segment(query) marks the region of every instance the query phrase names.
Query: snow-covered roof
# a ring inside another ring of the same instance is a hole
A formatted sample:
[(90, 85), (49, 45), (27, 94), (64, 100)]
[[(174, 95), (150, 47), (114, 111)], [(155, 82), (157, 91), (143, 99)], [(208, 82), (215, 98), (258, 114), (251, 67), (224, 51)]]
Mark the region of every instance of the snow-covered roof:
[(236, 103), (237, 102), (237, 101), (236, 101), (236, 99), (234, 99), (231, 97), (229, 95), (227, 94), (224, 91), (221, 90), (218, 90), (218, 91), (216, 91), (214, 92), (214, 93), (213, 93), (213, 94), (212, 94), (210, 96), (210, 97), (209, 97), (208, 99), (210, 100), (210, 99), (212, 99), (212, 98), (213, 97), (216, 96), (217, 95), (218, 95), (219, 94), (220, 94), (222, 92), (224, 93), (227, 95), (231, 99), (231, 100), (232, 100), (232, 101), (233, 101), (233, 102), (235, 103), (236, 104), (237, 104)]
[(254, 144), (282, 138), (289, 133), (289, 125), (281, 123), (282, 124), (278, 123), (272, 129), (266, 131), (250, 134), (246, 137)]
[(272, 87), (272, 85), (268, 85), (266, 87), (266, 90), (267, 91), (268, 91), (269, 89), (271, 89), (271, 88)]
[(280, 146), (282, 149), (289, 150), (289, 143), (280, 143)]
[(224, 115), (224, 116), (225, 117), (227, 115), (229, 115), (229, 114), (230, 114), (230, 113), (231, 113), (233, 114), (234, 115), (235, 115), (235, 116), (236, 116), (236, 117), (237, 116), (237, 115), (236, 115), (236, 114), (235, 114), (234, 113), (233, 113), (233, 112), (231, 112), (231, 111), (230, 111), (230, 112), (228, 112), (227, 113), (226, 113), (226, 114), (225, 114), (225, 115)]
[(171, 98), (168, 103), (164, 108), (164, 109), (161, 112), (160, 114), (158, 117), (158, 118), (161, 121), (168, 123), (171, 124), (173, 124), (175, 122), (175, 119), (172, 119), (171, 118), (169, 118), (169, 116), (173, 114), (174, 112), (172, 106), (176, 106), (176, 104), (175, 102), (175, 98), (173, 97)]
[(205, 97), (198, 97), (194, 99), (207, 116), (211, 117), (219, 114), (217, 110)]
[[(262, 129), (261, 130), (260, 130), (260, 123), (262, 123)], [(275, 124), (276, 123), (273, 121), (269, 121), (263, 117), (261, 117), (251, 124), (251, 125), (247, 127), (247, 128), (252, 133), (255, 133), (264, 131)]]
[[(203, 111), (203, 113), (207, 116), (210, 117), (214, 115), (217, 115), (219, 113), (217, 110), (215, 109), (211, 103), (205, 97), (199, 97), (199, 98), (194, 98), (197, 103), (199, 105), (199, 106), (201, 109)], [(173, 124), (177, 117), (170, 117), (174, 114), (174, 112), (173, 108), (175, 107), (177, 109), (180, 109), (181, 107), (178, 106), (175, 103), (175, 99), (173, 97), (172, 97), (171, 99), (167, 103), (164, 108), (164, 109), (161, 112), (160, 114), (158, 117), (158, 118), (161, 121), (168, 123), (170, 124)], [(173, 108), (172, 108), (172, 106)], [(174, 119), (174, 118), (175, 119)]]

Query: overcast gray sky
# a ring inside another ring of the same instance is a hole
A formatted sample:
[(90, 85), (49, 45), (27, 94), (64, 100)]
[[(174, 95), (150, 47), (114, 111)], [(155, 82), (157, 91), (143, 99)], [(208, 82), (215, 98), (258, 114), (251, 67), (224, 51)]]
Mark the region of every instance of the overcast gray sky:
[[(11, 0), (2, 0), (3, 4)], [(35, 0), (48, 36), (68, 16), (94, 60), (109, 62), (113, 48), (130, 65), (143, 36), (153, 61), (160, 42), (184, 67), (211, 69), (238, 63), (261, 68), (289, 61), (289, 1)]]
———
Task
Return the full listing above verbatim, reproducing every line in its original order.

Result below
segment(query) marks the region of every instance the query phrase names.
Query: snow-covered roof
# a ring inside another ring of the same instance is a hole
A formatted sample:
[(90, 85), (49, 45), (27, 94), (64, 100)]
[[(174, 95), (150, 47), (114, 111)], [(155, 82), (157, 91), (143, 99)], [(208, 82), (215, 98), (258, 114), (251, 67), (224, 51)]]
Mark the region of every instance of the snow-covered roof:
[(236, 103), (237, 102), (237, 101), (236, 101), (236, 99), (234, 99), (231, 97), (229, 95), (227, 94), (224, 91), (221, 90), (218, 90), (218, 91), (216, 91), (214, 92), (214, 93), (213, 93), (213, 94), (212, 94), (210, 96), (210, 97), (209, 97), (208, 99), (210, 100), (210, 99), (212, 99), (212, 98), (213, 97), (216, 96), (217, 95), (218, 95), (219, 94), (220, 94), (222, 92), (224, 93), (227, 95), (231, 99), (231, 100), (232, 100), (232, 101), (233, 101), (233, 102), (235, 103), (236, 104), (237, 104)]
[(254, 144), (282, 138), (289, 133), (289, 125), (281, 123), (282, 124), (278, 123), (272, 129), (266, 131), (250, 134), (246, 137)]
[(272, 87), (272, 85), (268, 85), (266, 87), (266, 90), (267, 91), (268, 91), (269, 89), (271, 89), (271, 88)]
[(280, 146), (282, 149), (289, 150), (289, 143), (280, 143)]
[(224, 115), (224, 116), (225, 117), (227, 115), (229, 115), (229, 114), (230, 114), (230, 113), (231, 113), (233, 114), (234, 115), (235, 115), (235, 116), (236, 116), (236, 117), (237, 116), (237, 115), (236, 115), (236, 114), (235, 114), (234, 113), (233, 113), (233, 112), (231, 112), (231, 111), (230, 111), (230, 112), (228, 112), (227, 113), (226, 113), (226, 114), (225, 114), (225, 115)]
[(171, 98), (168, 103), (164, 108), (164, 109), (161, 112), (160, 114), (158, 117), (158, 118), (161, 121), (168, 123), (171, 124), (173, 124), (175, 122), (175, 119), (172, 119), (171, 118), (169, 118), (169, 116), (173, 114), (174, 112), (172, 106), (176, 106), (176, 104), (175, 102), (175, 98), (173, 97)]
[(205, 97), (198, 97), (194, 99), (207, 116), (211, 117), (219, 114), (217, 110)]
[[(262, 129), (261, 130), (260, 130), (260, 123), (262, 123)], [(275, 124), (276, 123), (273, 121), (269, 121), (263, 117), (261, 117), (251, 124), (251, 125), (247, 127), (247, 128), (252, 133), (255, 133), (264, 131)]]
[[(203, 111), (203, 113), (207, 116), (210, 117), (214, 115), (217, 115), (219, 113), (217, 110), (215, 109), (211, 103), (205, 97), (199, 97), (199, 98), (194, 98), (197, 103), (199, 105), (199, 106), (201, 109)], [(173, 124), (177, 117), (170, 117), (174, 114), (174, 112), (173, 108), (175, 107), (177, 109), (180, 109), (181, 107), (178, 106), (175, 103), (175, 99), (173, 97), (172, 97), (171, 99), (167, 103), (164, 108), (164, 109), (161, 112), (160, 114), (158, 117), (158, 118), (161, 121), (168, 123), (170, 124)], [(173, 108), (172, 108), (172, 106)], [(174, 119), (174, 118), (175, 119)]]

Query: overcast gray sky
# a ring inside another ring of the same instance is a hole
A formatted sample:
[(90, 85), (49, 45), (27, 94), (64, 100)]
[[(174, 95), (150, 47), (114, 111)], [(155, 82), (157, 91), (143, 99)], [(208, 82), (215, 98), (258, 114), (251, 67), (224, 51)]]
Mark the region of every instance of the overcast gray sky:
[[(11, 0), (2, 0), (3, 4)], [(35, 0), (48, 36), (68, 16), (94, 60), (109, 62), (113, 48), (130, 65), (143, 36), (153, 61), (160, 42), (184, 67), (211, 69), (238, 63), (261, 68), (289, 61), (289, 1)]]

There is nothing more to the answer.